=== Excerpted passage ===
begin

When the well 12 has been drilled and the vertical extent of the formation 
region 24 determined, perforations 23 are formed in the casing 14 to 
provide for conduction of fluid between the wellbore 20 and the formation 
region or zone 24. Depending on the depth of the formation region 24, a 
significant temperature differential may exist between the temperature of 
the formation region and the surface ambient temperature, including 
possibly the temperature of a source of cold fluids such as a nearby lake 
or ocean. It is, for example, not unusual to experience subterranean 
hydrocarbon reservoir or formation region temperatures in the range of 
150.degree. to 200.degree. F. and greater. Sources of large volumes of 
"cold" water rarely exceed ambient temperatures higher than 70.degree. to 
80.degree. F. The injection fluid can, of course, be artificially 
refrigerated if desired. Accordingly, a significant temperature 
differential can exist between the formation being flooded and the 
temperature of the injection fluid itself. As discussed in the 
aforementioned publications, significant lowering of formation stresses 
can be achieved by injecting relatively large volumes of cold fluid into a 
particular zone or region and, consequently, the pressures required to 
extend a hydraulic fracture in the region of reduced stress may also be 
significantly lowered. This reduction in fracture extension pressure can 
have significant effects on the costs of hydraulic fracturing and can 
permit greater fracture extension and conductivity thereby resulting in a 
higher yield of recoverable substances from the fractured formation. 
Referring now to FIG. 2 also, there is illustrated in somewhat schematic 
form the development of a typical fracture radially outwardly from the 
well 12 within the formation region 24. Since the stresses exerted in the 
horizontal direction are typically much lower than those in a vertical 
direction, earth formation fractures induced by hydraulic fracturing, for 
example, typically extend vertically and propagate perpendicular to the 
minimum horizontal stress. FIGS. 1 and 2 illustrate an extended fracture, 
generally designated by the numeral 40 having opposed generally 
symmetrical wing portions 42 and 44. These fracture wings 42 and 44 extend 
in an idealized manner generally equally radially outwardly from the 
central longitudinal axis 13 of the well 12. 
FIG. 2 further illustrates the assumed zones of the region 24 for which the 
temperature of the earth formation has been significantly lowered due to 
flooding of the formation by a relatively cold liquid such as treated sea 
water. In a substantially homogeneous earth formation, such as typically 
is found in unconsolidated sands, it can be assumed that the injected 
fluid migrates radially outwardly from the well axis 13 uniformly in all 
directions, thereby forming a generally cylindrical boundary of the cooled 
region as defined by the dashed line 46 in FIG. 2. Depending on the 
selected injection rate of formation cooling fluid, the region of cooled 
rock or earth substance may continue to be defined by a generally 
cylindrical boundary having its central axis coincident with the wellbore 
axis 13.

end

[Dataset items]
begin

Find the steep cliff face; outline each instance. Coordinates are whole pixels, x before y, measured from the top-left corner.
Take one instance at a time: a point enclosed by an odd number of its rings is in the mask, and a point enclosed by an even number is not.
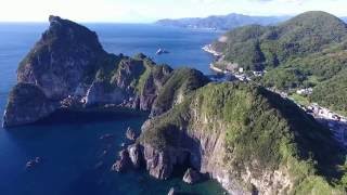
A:
[[[9,96],[4,113],[4,127],[36,121],[53,113],[57,105],[35,84],[18,83]]]
[[[49,99],[72,94],[81,82],[90,83],[107,55],[97,34],[57,16],[50,16],[42,34],[17,69],[18,82],[38,86]]]
[[[97,34],[88,28],[57,16],[49,21],[49,29],[20,64],[18,84],[4,113],[5,127],[35,122],[56,109],[76,106],[112,105],[115,109],[151,112],[157,96],[163,96],[162,90],[175,87],[187,91],[208,81],[197,70],[172,73],[169,66],[157,65],[141,53],[133,57],[106,53]],[[37,93],[44,101],[33,101]],[[33,104],[26,105],[26,101]],[[175,101],[174,96],[166,100],[168,104],[156,101],[160,112],[153,113],[166,112]],[[26,109],[37,113],[23,112]]]
[[[188,166],[231,194],[342,194],[324,178],[339,154],[330,132],[262,88],[208,84],[142,129],[146,169],[158,179]]]

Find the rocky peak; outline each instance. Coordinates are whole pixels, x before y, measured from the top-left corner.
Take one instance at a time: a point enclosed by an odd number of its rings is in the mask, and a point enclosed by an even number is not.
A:
[[[17,69],[18,82],[39,86],[50,99],[66,98],[80,82],[91,82],[107,53],[97,34],[59,16],[50,16],[42,34]]]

end

=== Written request 1 ===
Using the passage on hydraulic fracturing, answer the following:
(a) What range of formation region temperatures does the passage call not unusual?
(b) Which numerals designate the wing portions of the extended fracture?
(c) In FIG. 2, what defines the boundary of the cooled region?
=== Written request 2 ===
Output the stretch of the passage on hydraulic fracturing from "Referring now to" through "the well 12.", copied verbatim.

=== Worked answer 1 ===
(a) 150° to 200° F. and greater
(b) 42 and 44
(c) The dashed line 46

=== Worked answer 2 ===
Referring now to FIG. 2 also, there is illustrated in somewhat schematic 
form the development of a typical fracture radially outwardly from the 
well 12 within the formation region 24. Since the stresses exerted in the 
horizontal direction are typically much lower than those in a vertical 
direction, earth formation fractures induced by hydraulic fracturing, for 
example, typically extend vertically and propagate perpendicular to the 
minimum horizontal stress. FIGS. 1 and 2 illustrate an extended fracture, 
generally designated by the numeral 40 having opposed generally 
symmetrical wing portions 42 and 44. These fracture wings 42 and 44 extend 
in an idealized manner generally equally radially outwardly from the 
central longitudinal axis 13 of the well 12.